▶ [WHAT IS EXPECTED]
Please select every line of the records below that contains the word "road", and copy each one. Case counts.

▶ [INPUT RECORDS]

----

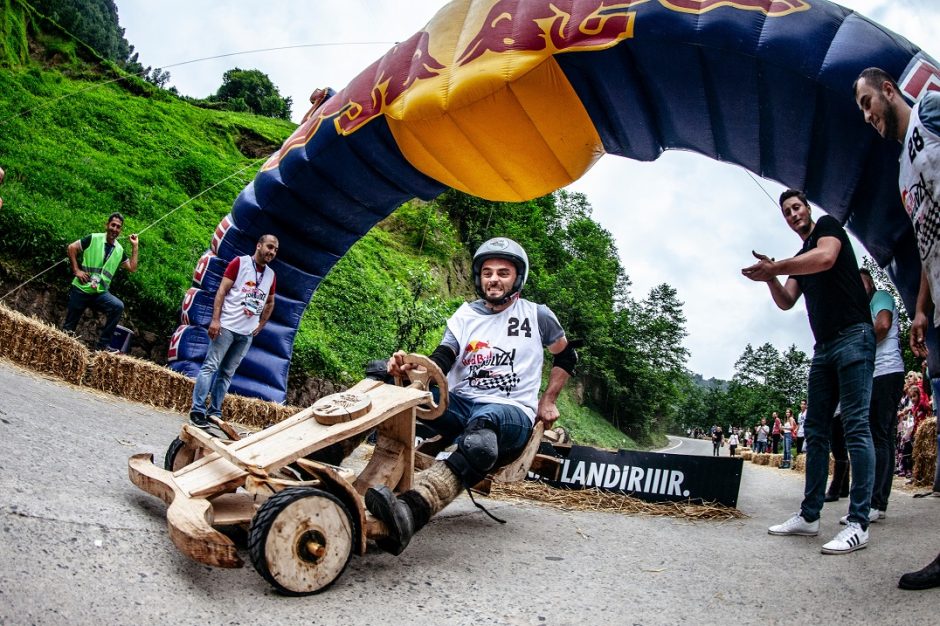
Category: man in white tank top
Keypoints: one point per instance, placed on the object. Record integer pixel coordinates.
(918, 130)
(492, 353)
(243, 304)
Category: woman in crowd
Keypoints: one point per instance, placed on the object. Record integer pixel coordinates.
(717, 439)
(787, 428)
(775, 433)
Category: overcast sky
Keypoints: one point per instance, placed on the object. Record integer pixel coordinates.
(695, 234)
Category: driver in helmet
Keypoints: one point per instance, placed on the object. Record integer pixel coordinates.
(492, 354)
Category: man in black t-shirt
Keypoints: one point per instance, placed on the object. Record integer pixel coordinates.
(826, 272)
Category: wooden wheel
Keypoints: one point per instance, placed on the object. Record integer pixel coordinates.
(422, 376)
(301, 539)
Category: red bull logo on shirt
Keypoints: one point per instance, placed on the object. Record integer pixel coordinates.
(772, 8)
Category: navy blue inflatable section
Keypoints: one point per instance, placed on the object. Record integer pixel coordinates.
(319, 201)
(769, 92)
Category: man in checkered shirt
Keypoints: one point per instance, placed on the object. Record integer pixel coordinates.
(917, 129)
(492, 353)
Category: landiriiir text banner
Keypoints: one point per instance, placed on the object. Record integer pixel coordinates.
(652, 476)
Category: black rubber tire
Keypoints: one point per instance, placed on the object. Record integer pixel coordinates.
(178, 455)
(263, 521)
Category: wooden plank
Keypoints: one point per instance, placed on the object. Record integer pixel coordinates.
(213, 474)
(188, 520)
(517, 469)
(223, 450)
(309, 436)
(386, 465)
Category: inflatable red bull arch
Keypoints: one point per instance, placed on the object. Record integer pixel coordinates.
(512, 99)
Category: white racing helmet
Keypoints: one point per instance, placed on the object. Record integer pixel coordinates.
(501, 248)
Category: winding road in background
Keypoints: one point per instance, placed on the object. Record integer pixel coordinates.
(81, 545)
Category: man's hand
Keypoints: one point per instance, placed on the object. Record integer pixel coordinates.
(547, 412)
(919, 335)
(762, 271)
(397, 367)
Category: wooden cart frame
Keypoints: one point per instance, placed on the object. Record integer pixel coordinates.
(304, 518)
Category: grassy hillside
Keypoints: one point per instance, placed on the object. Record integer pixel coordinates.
(78, 142)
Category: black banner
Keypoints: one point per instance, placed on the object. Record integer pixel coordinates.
(651, 476)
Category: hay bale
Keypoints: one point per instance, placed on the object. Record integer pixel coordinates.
(141, 381)
(925, 453)
(40, 347)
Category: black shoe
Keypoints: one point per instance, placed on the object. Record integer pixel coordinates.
(396, 516)
(926, 578)
(199, 420)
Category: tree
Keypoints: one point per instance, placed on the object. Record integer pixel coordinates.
(94, 22)
(252, 91)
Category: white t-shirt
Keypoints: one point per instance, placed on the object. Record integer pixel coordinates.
(243, 304)
(499, 358)
(919, 182)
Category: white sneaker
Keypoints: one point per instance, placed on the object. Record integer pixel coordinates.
(849, 539)
(874, 515)
(796, 525)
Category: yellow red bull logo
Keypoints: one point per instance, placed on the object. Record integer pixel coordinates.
(480, 85)
(772, 8)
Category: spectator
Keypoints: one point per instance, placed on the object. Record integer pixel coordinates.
(917, 129)
(825, 270)
(787, 428)
(761, 432)
(243, 304)
(102, 255)
(799, 427)
(776, 433)
(717, 440)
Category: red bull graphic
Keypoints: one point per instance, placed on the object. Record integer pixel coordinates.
(512, 25)
(201, 267)
(370, 93)
(920, 77)
(187, 303)
(486, 99)
(219, 233)
(772, 8)
(173, 353)
(475, 353)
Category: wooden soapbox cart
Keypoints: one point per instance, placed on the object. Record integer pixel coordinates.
(304, 517)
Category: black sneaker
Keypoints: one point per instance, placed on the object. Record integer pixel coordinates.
(199, 420)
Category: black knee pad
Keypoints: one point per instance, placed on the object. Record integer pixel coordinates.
(476, 454)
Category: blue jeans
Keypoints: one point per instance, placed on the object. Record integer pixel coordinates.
(225, 353)
(511, 424)
(841, 370)
(106, 303)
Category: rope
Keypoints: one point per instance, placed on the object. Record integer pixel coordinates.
(145, 229)
(181, 63)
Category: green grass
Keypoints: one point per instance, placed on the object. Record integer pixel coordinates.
(77, 147)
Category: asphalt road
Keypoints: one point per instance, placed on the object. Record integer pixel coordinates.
(81, 545)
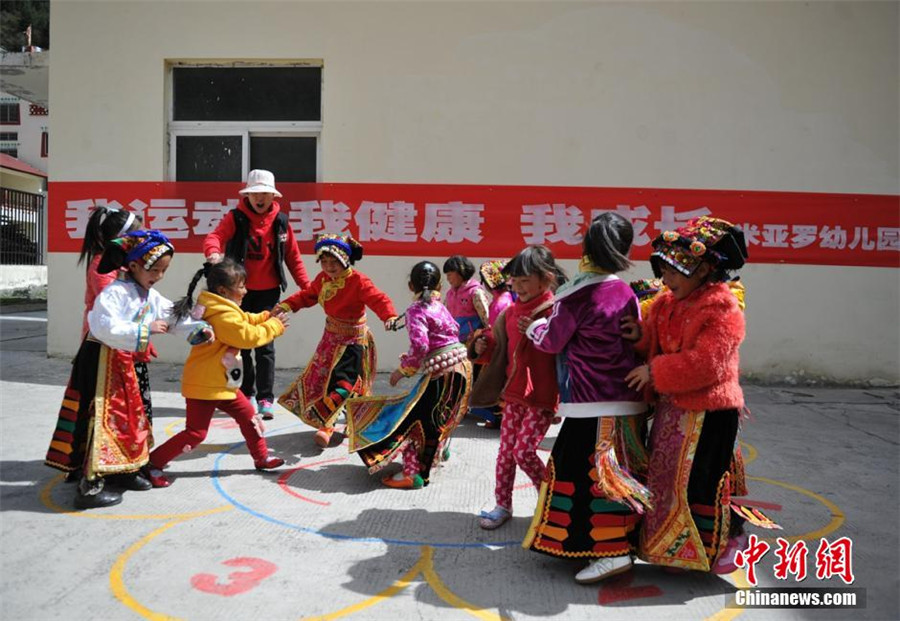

----

▶ [THE SOLUTION]
Category: winding road in background
Category: asphalt road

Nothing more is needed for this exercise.